BEGIN Data listing
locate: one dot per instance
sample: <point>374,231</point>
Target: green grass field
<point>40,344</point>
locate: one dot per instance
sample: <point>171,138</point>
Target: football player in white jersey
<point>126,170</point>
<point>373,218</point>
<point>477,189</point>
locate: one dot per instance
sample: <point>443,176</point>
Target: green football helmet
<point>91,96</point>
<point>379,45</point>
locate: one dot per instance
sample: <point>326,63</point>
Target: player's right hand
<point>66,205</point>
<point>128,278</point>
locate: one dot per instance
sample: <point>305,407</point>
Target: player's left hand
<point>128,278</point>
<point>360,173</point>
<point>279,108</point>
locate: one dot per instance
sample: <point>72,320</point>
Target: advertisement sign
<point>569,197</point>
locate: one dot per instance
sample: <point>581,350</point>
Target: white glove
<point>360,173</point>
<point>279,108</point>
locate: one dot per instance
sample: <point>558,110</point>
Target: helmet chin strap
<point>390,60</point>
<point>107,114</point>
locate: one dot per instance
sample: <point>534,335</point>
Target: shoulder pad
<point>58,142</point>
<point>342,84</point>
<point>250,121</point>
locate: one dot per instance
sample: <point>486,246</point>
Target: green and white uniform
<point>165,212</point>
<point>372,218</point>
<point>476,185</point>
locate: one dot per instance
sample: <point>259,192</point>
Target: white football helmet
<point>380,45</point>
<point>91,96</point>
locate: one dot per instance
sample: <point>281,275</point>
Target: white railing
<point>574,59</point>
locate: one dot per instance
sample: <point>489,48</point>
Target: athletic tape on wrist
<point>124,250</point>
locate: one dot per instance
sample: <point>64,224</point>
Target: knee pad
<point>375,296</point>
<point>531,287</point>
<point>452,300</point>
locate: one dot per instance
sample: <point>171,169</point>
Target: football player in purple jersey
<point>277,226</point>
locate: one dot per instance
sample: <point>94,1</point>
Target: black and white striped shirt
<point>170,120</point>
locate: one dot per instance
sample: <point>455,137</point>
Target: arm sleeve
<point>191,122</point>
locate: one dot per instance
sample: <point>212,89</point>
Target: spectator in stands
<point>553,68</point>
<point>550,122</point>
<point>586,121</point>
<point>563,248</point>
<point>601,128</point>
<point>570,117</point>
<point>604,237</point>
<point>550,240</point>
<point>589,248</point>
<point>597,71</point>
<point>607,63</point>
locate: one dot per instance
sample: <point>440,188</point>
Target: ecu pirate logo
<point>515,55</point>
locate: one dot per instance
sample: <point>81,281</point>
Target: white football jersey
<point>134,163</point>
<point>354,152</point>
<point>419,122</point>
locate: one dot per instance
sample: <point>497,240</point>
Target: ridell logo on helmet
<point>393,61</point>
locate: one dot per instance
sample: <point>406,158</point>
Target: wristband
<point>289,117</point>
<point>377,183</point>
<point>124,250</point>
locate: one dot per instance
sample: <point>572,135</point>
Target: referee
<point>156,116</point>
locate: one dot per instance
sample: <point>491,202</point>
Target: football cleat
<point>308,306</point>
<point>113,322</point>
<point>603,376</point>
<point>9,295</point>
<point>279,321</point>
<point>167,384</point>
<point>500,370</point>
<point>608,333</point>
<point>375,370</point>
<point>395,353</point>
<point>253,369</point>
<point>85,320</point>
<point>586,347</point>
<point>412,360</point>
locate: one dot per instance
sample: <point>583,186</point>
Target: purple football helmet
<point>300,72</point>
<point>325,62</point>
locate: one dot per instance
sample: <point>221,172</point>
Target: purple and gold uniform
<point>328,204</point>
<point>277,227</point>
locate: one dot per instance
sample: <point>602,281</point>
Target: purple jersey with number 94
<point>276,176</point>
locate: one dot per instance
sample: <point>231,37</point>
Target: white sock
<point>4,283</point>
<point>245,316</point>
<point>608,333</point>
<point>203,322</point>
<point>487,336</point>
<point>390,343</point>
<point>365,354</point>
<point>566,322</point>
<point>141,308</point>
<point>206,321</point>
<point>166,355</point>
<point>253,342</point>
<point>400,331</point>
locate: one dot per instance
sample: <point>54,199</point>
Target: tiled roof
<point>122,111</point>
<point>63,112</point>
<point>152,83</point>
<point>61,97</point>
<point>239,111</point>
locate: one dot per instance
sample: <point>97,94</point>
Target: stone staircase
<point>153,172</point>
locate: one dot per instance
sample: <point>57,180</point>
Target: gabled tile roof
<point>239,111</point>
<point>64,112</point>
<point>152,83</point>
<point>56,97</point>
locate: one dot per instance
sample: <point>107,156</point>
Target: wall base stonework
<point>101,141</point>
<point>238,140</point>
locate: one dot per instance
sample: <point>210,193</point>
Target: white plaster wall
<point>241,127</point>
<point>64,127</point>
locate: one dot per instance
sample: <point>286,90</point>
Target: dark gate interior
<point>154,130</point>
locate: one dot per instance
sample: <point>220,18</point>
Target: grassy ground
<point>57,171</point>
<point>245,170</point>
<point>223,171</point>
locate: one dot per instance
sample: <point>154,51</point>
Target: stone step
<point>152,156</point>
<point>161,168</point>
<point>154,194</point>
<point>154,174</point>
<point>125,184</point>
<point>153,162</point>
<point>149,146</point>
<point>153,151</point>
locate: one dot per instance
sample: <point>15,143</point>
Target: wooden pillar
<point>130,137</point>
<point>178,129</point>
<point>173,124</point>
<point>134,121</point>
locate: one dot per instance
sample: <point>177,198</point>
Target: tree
END Data listing
--- Task ---
The entries are to be retyped in full, with no alteration.

--- Exercise solution ---
locate: one dot per instance
sample: <point>374,231</point>
Target: green grass field
<point>40,344</point>
locate: one dot per instance
sample: <point>171,138</point>
Target: football player in white jersey
<point>126,170</point>
<point>373,218</point>
<point>477,189</point>
locate: one dot per instance
sample: <point>443,176</point>
Target: green football helmet
<point>91,96</point>
<point>379,45</point>
locate: one dot per instance
sample: <point>326,63</point>
Target: player's right hand
<point>66,205</point>
<point>128,278</point>
locate: one dot per instance
sample: <point>305,407</point>
Target: player's left hand
<point>128,278</point>
<point>360,173</point>
<point>279,108</point>
locate: one dot per instance
sample: <point>72,320</point>
Target: advertisement sign
<point>569,197</point>
locate: one dot per instance
sample: <point>581,350</point>
Target: white glove
<point>360,173</point>
<point>279,108</point>
locate: one dot per instance
sample: <point>558,110</point>
Target: helmet chin strap
<point>390,60</point>
<point>107,114</point>
locate: one dot per instance
sample: <point>534,335</point>
Target: shoulder pad
<point>58,142</point>
<point>342,84</point>
<point>250,121</point>
locate: one dot per instance
sample: <point>486,246</point>
Target: green and white uniform
<point>165,212</point>
<point>372,218</point>
<point>476,185</point>
locate: one dot per instance
sample: <point>259,192</point>
Target: white football helmet
<point>380,45</point>
<point>91,96</point>
locate: one dot per instance
sample: <point>281,275</point>
Target: white railing
<point>574,59</point>
locate: one dot per instance
sample: <point>489,48</point>
Target: athletic tape on wrist
<point>124,250</point>
locate: one dot per instance
sample: <point>64,224</point>
Target: knee pad
<point>375,296</point>
<point>531,287</point>
<point>452,300</point>
locate: one dot per instance
sample: <point>171,169</point>
Target: football player in purple jersey
<point>277,226</point>
locate: one dot per instance
sample: <point>94,1</point>
Target: black and white striped shirt
<point>170,120</point>
locate: one dot per instance
sample: <point>455,137</point>
Target: arm sleeve
<point>191,122</point>
locate: one dot per instance
sample: <point>212,89</point>
Target: spectator in stands
<point>553,68</point>
<point>550,122</point>
<point>586,121</point>
<point>563,248</point>
<point>601,128</point>
<point>570,117</point>
<point>604,237</point>
<point>550,240</point>
<point>589,248</point>
<point>597,71</point>
<point>607,63</point>
locate: one dot per instance
sample: <point>440,188</point>
Target: ecu pirate logo
<point>515,55</point>
locate: one dot per instance
sample: <point>81,281</point>
Target: white football jersey
<point>134,163</point>
<point>354,152</point>
<point>419,122</point>
locate: one dot per instance
sample: <point>497,240</point>
Target: ridell logo on helmet
<point>393,61</point>
locate: one dot per instance
sample: <point>406,158</point>
Target: wristband
<point>289,117</point>
<point>377,183</point>
<point>124,250</point>
locate: one dot per instance
sample: <point>572,135</point>
Target: referee
<point>156,116</point>
locate: one dot per instance
sample: <point>491,202</point>
Target: football cleat
<point>308,306</point>
<point>113,322</point>
<point>603,376</point>
<point>9,295</point>
<point>279,321</point>
<point>167,384</point>
<point>500,370</point>
<point>608,333</point>
<point>375,370</point>
<point>395,353</point>
<point>253,369</point>
<point>85,320</point>
<point>586,347</point>
<point>412,360</point>
locate: one dot per instance
sample: <point>583,186</point>
Target: purple football helmet
<point>300,72</point>
<point>325,62</point>
locate: one dot per instance
sample: <point>221,172</point>
Target: purple and gold uniform
<point>328,204</point>
<point>277,227</point>
locate: one dot per instance
sample: <point>602,281</point>
Target: purple jersey with number 94
<point>276,176</point>
locate: one dot per instance
sample: <point>231,37</point>
Target: white sock
<point>4,283</point>
<point>245,316</point>
<point>608,333</point>
<point>203,322</point>
<point>487,336</point>
<point>390,343</point>
<point>365,354</point>
<point>566,322</point>
<point>141,308</point>
<point>206,321</point>
<point>166,355</point>
<point>253,342</point>
<point>400,331</point>
locate: one dot per instance
sample: <point>54,199</point>
Target: tiled roof
<point>122,111</point>
<point>63,112</point>
<point>152,83</point>
<point>61,97</point>
<point>239,111</point>
locate: one dot per instance
sample: <point>97,94</point>
Target: stone staircase
<point>153,172</point>
locate: one dot per instance
sample: <point>57,180</point>
Target: gabled tile roof
<point>239,111</point>
<point>64,112</point>
<point>152,83</point>
<point>56,97</point>
locate: one dot per instance
sample: <point>107,156</point>
Target: wall base stonework
<point>101,141</point>
<point>238,140</point>
locate: one dot per instance
sample: <point>210,193</point>
Target: white plaster wall
<point>241,127</point>
<point>64,127</point>
locate: one dot per instance
sample: <point>286,90</point>
Target: dark gate interior
<point>154,130</point>
locate: one dot per instance
sample: <point>220,18</point>
Target: grassy ground
<point>57,171</point>
<point>245,170</point>
<point>223,171</point>
locate: one dot per instance
sample: <point>154,51</point>
Target: stone step
<point>152,156</point>
<point>161,168</point>
<point>154,194</point>
<point>154,174</point>
<point>125,184</point>
<point>153,162</point>
<point>149,146</point>
<point>153,151</point>
locate: one dot per instance
sample: <point>15,143</point>
Target: wooden pillar
<point>130,137</point>
<point>178,129</point>
<point>173,124</point>
<point>134,121</point>
locate: one dot per instance
sample: <point>177,198</point>
Target: tree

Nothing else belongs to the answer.